TEXT BLOCK -
***
Many people do not have the financial means to hire attorneys who bill by the hour or require a retainer; others simply don’t know what to expect from their case and don’t want to risk losing their hard-earned money. In those instances, finding an attorney who works on a contingency fee basis may be the right decision for you.

The Kryder Law Group, LLC., works on a contingency fee basis. This means that our attorneys work on your case for free unless we win your case. If we are unable to make a recovery on your personal injury case, there are absolutely no fees. Even more, we front all costs in your case: from court filing fees to trial expenses. Our fees and costs come at the end of your case and are only taken out of the award we recover for you.

What Fees Do You Pay?

While it is clear that you will need to pay your lawyer’s fees, it is less clear what your fees actually go toward. The simple answer is your lawyer’s salary and the costs of managing a lawsuit. The salary part is straightforward, its how much your lawyer takes home at the end of the day.

However, most people don’t realize that filing a lawsuit costs money. There are legal fees for court costs, paperwork processing, and a host of other expenses that lawyers have that most people don’t know about. These fees are passed on to you so that the lawyer makes a profit.

You may be unaware that you are paying these fees depending on how your lawyer charges you. In some cases, lawyers have a clause in their contract that lists expenses as different costs, especially if it can change significantly throughout a trial and it is a lot of money. Here are some fees that you can expect to pay for a personal injury attorney. Please note that all lawyers do not bill clients every type of fee, especially if they aren’t able to win the case.
***
INSTRUCTION 1 - From the records below, pull out every line that contains the string "field".

(Records of labeled boxes)
***
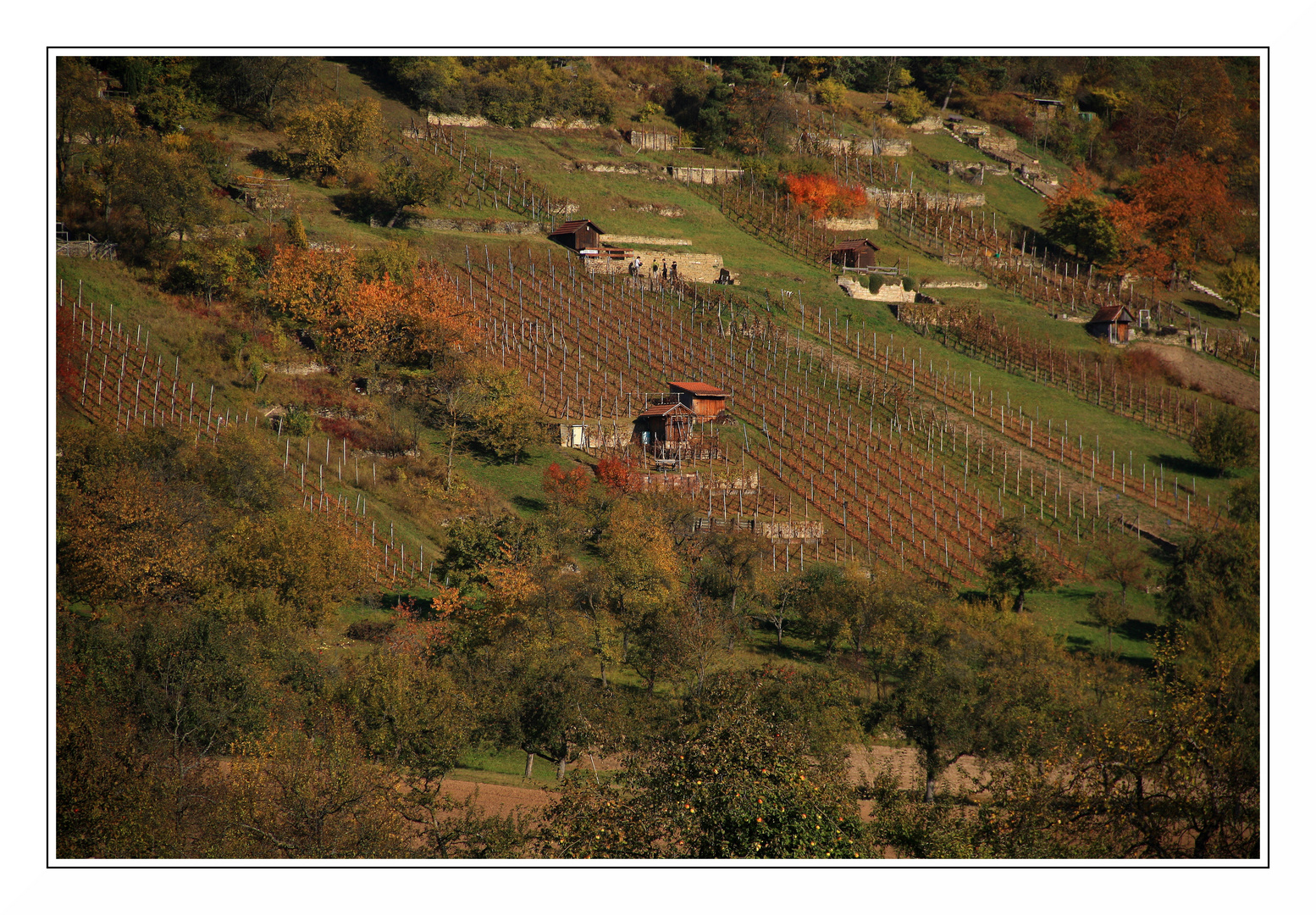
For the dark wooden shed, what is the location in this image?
[668,382,730,420]
[1087,306,1133,344]
[832,238,878,267]
[630,403,698,446]
[549,220,603,252]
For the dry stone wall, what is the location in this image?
[599,236,695,245]
[412,219,547,236]
[667,166,745,185]
[821,217,882,231]
[863,187,987,209]
[622,130,679,152]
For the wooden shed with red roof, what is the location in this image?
[549,220,603,254]
[668,382,730,420]
[1087,306,1133,344]
[832,238,878,267]
[630,402,699,446]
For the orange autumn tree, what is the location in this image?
[267,247,475,368]
[544,462,589,506]
[1128,154,1238,274]
[784,175,867,219]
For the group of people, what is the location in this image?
[630,254,677,283]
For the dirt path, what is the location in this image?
[848,746,983,791]
[444,779,558,816]
[1131,344,1261,412]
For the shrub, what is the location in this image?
[594,457,634,495]
[347,620,397,642]
[1188,409,1257,474]
[283,407,316,435]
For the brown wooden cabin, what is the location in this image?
[668,382,730,420]
[549,220,603,252]
[630,403,698,446]
[832,238,878,267]
[1087,306,1133,344]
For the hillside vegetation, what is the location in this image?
[53,57,1262,858]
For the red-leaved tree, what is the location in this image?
[544,462,589,506]
[594,457,636,495]
[786,175,867,219]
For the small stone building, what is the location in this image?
[668,382,730,420]
[549,220,603,254]
[1087,306,1133,344]
[832,238,878,267]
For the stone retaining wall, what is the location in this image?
[562,162,649,175]
[821,217,882,231]
[412,219,547,236]
[599,236,695,245]
[863,187,987,209]
[425,111,599,130]
[837,276,919,302]
[922,279,987,290]
[667,166,745,185]
[584,250,722,283]
[621,130,680,152]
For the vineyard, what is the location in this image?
[899,298,1241,440]
[401,124,575,221]
[696,167,1261,374]
[456,241,1200,582]
[55,283,433,585]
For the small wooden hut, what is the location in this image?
[1087,306,1133,344]
[630,403,698,447]
[549,220,603,254]
[668,382,730,420]
[832,238,878,267]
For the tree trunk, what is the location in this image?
[444,416,456,489]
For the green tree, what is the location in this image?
[541,673,871,858]
[275,99,383,178]
[1216,259,1261,319]
[1098,537,1147,607]
[872,601,1061,803]
[891,86,932,124]
[471,369,542,463]
[987,520,1055,613]
[1188,408,1257,474]
[380,157,454,229]
[164,235,255,306]
[813,78,845,105]
[1087,591,1129,653]
[1042,197,1120,263]
[195,57,316,128]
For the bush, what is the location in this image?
[1188,409,1257,474]
[347,620,396,642]
[283,407,316,435]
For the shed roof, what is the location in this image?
[670,382,730,397]
[832,238,878,252]
[1088,306,1133,324]
[636,403,695,419]
[550,220,603,236]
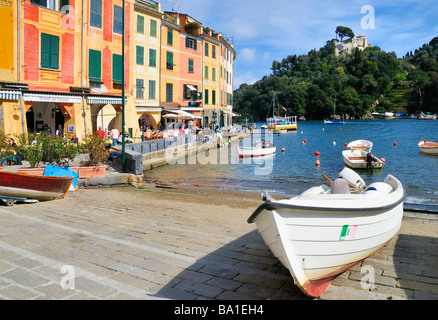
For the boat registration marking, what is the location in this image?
[339,224,357,241]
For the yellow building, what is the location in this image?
[160,12,182,115]
[131,0,162,132]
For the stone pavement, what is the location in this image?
[0,187,438,300]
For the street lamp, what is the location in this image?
[122,0,126,172]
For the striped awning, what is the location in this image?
[87,96,127,104]
[0,90,21,100]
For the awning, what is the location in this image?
[87,96,127,104]
[0,90,21,100]
[23,92,82,103]
[187,84,198,91]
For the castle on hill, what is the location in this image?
[333,35,371,56]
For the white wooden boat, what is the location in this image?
[342,149,385,169]
[347,140,373,152]
[418,140,438,155]
[237,142,277,158]
[248,168,405,297]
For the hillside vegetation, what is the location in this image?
[234,33,438,121]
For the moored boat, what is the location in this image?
[0,170,73,201]
[347,139,373,152]
[237,142,277,158]
[342,149,385,169]
[418,140,438,155]
[248,168,405,297]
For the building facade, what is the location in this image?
[0,0,235,141]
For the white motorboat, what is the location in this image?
[347,140,373,152]
[342,149,385,169]
[248,168,405,297]
[237,142,277,158]
[418,140,438,155]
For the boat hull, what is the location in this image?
[248,175,405,297]
[342,149,384,169]
[237,146,277,158]
[418,140,438,155]
[0,171,73,201]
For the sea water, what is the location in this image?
[144,119,438,210]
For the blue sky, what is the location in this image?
[161,0,438,88]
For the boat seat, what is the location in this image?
[330,178,350,194]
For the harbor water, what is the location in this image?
[144,119,438,211]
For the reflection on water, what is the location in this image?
[144,119,438,211]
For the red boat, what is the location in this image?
[0,171,73,201]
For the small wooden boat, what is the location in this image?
[0,171,73,201]
[248,168,405,297]
[418,140,438,155]
[342,149,385,169]
[347,140,373,152]
[237,142,277,158]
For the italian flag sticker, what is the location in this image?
[339,224,357,241]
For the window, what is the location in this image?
[166,83,173,102]
[149,19,157,38]
[135,46,144,65]
[188,58,193,73]
[135,79,144,99]
[167,28,173,46]
[137,15,144,34]
[204,89,208,104]
[113,5,123,34]
[166,51,173,70]
[149,49,157,67]
[30,0,69,13]
[149,80,157,100]
[88,49,102,83]
[90,0,102,28]
[113,54,123,85]
[186,37,198,51]
[41,33,59,70]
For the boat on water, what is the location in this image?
[418,140,438,155]
[347,140,373,152]
[342,149,385,169]
[266,91,298,133]
[237,141,277,158]
[248,168,405,297]
[0,170,73,201]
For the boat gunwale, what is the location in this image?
[247,189,406,223]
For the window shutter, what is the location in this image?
[113,54,122,82]
[88,49,102,80]
[137,15,144,34]
[149,49,157,67]
[150,19,157,38]
[136,46,144,65]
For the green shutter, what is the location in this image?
[136,46,144,65]
[149,49,157,67]
[137,15,144,33]
[88,49,102,81]
[41,33,59,69]
[189,59,193,73]
[113,54,122,84]
[149,80,156,100]
[150,19,157,38]
[166,51,173,70]
[167,28,173,46]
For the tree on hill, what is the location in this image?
[335,26,354,41]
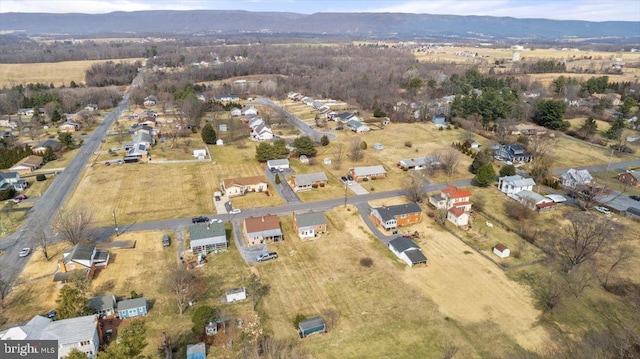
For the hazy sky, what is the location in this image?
[0,0,640,21]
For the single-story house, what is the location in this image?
[447,207,469,227]
[189,222,229,253]
[493,243,511,259]
[349,165,387,182]
[243,214,284,246]
[0,315,100,359]
[118,297,147,319]
[225,287,247,303]
[9,155,44,175]
[267,158,289,170]
[616,172,640,187]
[53,243,110,282]
[560,168,593,188]
[371,203,422,230]
[389,236,427,267]
[220,176,267,197]
[298,317,327,338]
[187,342,207,359]
[289,172,327,192]
[87,294,116,317]
[498,175,536,195]
[293,212,327,239]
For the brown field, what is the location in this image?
[0,59,143,87]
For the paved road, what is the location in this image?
[0,72,142,298]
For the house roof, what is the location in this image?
[295,172,327,186]
[442,186,471,198]
[87,294,116,312]
[222,176,267,188]
[389,236,420,253]
[189,222,227,241]
[298,317,325,331]
[244,214,280,233]
[373,203,422,222]
[295,212,327,228]
[353,165,387,177]
[499,175,536,187]
[118,297,147,311]
[39,315,98,345]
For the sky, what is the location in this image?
[0,0,640,21]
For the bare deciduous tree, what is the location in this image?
[53,207,93,245]
[440,148,462,177]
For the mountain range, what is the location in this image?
[0,10,640,41]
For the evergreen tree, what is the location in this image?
[475,163,496,187]
[200,123,218,145]
[293,136,318,157]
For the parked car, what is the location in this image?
[256,252,278,262]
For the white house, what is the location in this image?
[493,243,511,259]
[498,175,536,195]
[389,236,427,267]
[226,287,247,303]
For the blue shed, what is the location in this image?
[118,298,147,319]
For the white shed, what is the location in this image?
[226,287,247,303]
[493,243,511,258]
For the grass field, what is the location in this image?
[0,58,142,87]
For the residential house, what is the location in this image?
[225,287,247,303]
[560,168,593,188]
[243,214,284,246]
[498,175,536,195]
[497,143,533,163]
[189,222,229,254]
[298,317,327,338]
[87,294,117,317]
[9,155,44,175]
[345,120,371,133]
[53,243,110,282]
[58,121,81,133]
[370,203,422,230]
[429,186,471,211]
[293,212,327,239]
[389,236,427,267]
[118,297,148,319]
[349,165,387,182]
[398,156,441,170]
[267,158,289,170]
[289,172,327,192]
[142,95,158,106]
[0,172,28,192]
[447,207,469,227]
[616,172,640,187]
[0,315,100,359]
[220,176,267,198]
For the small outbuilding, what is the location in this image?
[493,243,511,259]
[298,317,327,338]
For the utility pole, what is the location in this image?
[113,209,120,237]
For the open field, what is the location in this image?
[257,207,549,358]
[0,58,143,87]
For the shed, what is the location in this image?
[226,287,247,303]
[298,317,327,338]
[493,243,511,258]
[187,343,207,359]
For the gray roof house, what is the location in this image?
***
INSTRUCTION 2 - Carry on the text about personal injury attorney fees from the point where it stops.

EXERCISE RESULT 1 -
For the brown field, what is the location in this image?
For the grass field, what is the location in this image?
For the open field, what is the location in this image?

EXERCISE RESULT 2 -
Retainer Fees

Retainer fees are the fees that you pay a lawyer to take your case. Retainer fees are paid upfront, usually as a large sum of money. In these cases, it is like a downpayment for services at a later date. Some lawyers prefer retainer fees that are paid in installments over time. These cases are more like paying a lawyer monthly to be available to help you when you need them.

Retainer fees are more common for corporations that hire outside lawyers or high-wealth individuals that need a lawyer to handle financial and legal problems from time to time. The benefit of having a lawyer on a retainer fee is that your lawyer will be available when you need him or her as opposed to the need of finding a lawyer when a problem arises. The downside is that you will need to have that money available to have your lawyer start working. You will also have other fees to pay throughout your legal problems, so retainer lawyers can be more expensive.

Hourly Billing

Lawyers that operate on an hourly billing system are more widely available and have a lower startup cost than retainer lawyers. These lawyers are paid a fee for every hour that they work, similar to how most people’s jobs work. Hourly billing is more straightforward than retainer fees. However, it also means that legal services could cost you more if your case takes a long time to resolve. If you have a fixed or limited budget, this may be difficult to handle depending on the amount of time and work needed. However, hourly billing can also be more affordable if the services that you need won’t take long to finish.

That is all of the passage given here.